*Given instruction:* An exact reproduction of the records is required, with all images left out.

(Records from a point labeling set)
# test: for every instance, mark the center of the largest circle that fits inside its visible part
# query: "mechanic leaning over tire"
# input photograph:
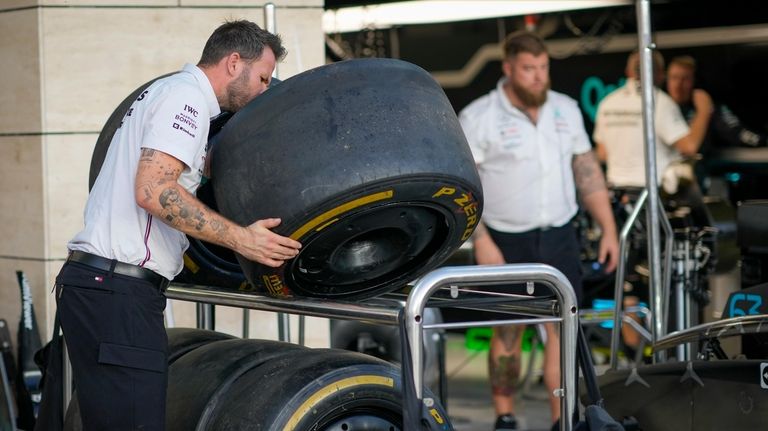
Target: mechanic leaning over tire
(110, 291)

*Response to this task:*
# test: for every instance, mark the center of the largest circle that fits inside its visible part
# query: "mechanic leaning over tire"
# input photograph:
Target: mechanic leaning over tire
(110, 291)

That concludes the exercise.